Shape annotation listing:
= = =

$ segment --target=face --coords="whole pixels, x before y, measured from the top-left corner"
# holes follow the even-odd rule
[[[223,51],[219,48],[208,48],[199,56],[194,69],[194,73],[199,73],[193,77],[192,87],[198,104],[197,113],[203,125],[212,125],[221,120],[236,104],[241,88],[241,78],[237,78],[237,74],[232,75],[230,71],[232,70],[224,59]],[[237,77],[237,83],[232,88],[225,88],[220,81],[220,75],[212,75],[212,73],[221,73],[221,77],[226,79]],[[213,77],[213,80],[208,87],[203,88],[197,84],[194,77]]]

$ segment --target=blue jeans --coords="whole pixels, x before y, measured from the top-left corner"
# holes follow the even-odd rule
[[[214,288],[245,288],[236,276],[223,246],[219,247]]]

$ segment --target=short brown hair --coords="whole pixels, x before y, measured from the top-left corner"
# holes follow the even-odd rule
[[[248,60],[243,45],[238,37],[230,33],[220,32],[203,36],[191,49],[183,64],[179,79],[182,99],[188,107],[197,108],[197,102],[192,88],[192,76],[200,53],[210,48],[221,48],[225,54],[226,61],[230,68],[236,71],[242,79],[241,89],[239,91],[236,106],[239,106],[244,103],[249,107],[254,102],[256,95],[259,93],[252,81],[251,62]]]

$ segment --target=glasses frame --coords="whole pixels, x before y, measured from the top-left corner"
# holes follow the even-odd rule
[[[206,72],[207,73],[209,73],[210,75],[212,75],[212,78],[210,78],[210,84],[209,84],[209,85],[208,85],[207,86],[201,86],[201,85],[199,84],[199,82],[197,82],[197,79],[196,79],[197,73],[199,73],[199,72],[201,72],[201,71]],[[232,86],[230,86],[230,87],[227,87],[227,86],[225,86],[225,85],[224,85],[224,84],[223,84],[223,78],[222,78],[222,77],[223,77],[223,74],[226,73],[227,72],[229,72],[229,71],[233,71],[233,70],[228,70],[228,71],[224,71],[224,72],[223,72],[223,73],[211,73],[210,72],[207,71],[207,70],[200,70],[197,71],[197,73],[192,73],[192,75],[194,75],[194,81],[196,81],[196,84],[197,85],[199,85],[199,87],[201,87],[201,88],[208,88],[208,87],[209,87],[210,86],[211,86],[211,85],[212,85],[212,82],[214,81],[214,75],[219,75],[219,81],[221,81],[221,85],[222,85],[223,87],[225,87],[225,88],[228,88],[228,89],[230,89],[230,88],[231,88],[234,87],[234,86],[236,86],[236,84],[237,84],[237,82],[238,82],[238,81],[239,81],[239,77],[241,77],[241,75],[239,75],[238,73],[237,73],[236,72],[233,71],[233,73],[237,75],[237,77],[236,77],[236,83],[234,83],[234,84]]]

= = =

### [What is needed]
Rewrite every line of the listing above as a numbered list, dropping the blank lines.

### [Output]
1. $ segment --target=face --coords="whole pixels, x before y, measured from the top-left corner"
2. # holes follow the even-odd rule
3. [[[223,51],[219,48],[208,48],[199,56],[194,69],[194,73],[199,73],[193,77],[192,87],[198,104],[197,113],[203,125],[212,125],[221,120],[236,104],[241,88],[241,78],[237,78],[237,74],[232,75],[230,71],[232,70],[224,59]],[[237,77],[237,83],[232,88],[225,88],[220,81],[220,75],[212,75],[212,73],[221,73],[221,77],[226,79]],[[213,77],[213,80],[208,87],[203,88],[197,84],[194,77]]]
4. $ segment --target=blue jeans --coords="whole pixels, x before y, measured from the top-left corner"
5. # holes follow the even-odd rule
6. [[[214,288],[245,288],[236,276],[223,246],[219,247]]]
7. $ segment --target=short brown hair --coords="whole pixels, x before y, measured from the top-left corner"
8. # holes follow the even-odd rule
9. [[[248,60],[243,45],[238,37],[230,33],[220,32],[203,36],[191,49],[183,64],[179,79],[182,99],[188,107],[197,108],[197,102],[192,88],[192,76],[200,53],[210,48],[221,48],[225,54],[226,61],[230,68],[236,71],[242,79],[241,89],[239,91],[236,106],[239,106],[244,103],[249,107],[254,102],[256,95],[259,93],[252,81],[251,62]]]
10. $ segment --target=glasses frame --coords="whole pixels, x before y, measured from the top-left corner"
11. # holes follow the even-odd rule
12. [[[206,72],[207,73],[209,73],[210,75],[212,75],[212,78],[210,78],[210,84],[209,84],[209,85],[208,85],[207,86],[201,86],[201,85],[199,84],[199,82],[197,82],[197,79],[196,79],[197,73],[199,73],[199,72],[201,72],[201,71]],[[232,86],[230,86],[230,87],[227,87],[227,86],[225,86],[225,85],[224,85],[224,84],[223,84],[223,78],[222,78],[222,77],[223,77],[223,74],[226,73],[227,72],[229,72],[229,71],[233,71],[233,70],[228,70],[228,71],[224,71],[224,72],[223,72],[223,73],[211,73],[210,72],[207,71],[207,70],[200,70],[197,71],[197,73],[192,73],[192,75],[194,75],[194,81],[196,81],[196,84],[197,85],[199,85],[199,87],[201,87],[201,88],[208,88],[208,87],[209,87],[210,86],[211,86],[211,85],[212,85],[212,82],[214,81],[214,75],[219,75],[219,81],[221,81],[221,85],[222,85],[223,87],[225,87],[225,88],[228,88],[228,89],[230,89],[230,88],[231,88],[234,87],[234,86],[236,86],[236,84],[237,84],[237,82],[238,82],[238,81],[239,81],[239,77],[241,77],[241,75],[239,75],[238,73],[237,73],[236,72],[233,71],[233,73],[237,75],[237,77],[236,77],[236,83],[234,83],[234,84]]]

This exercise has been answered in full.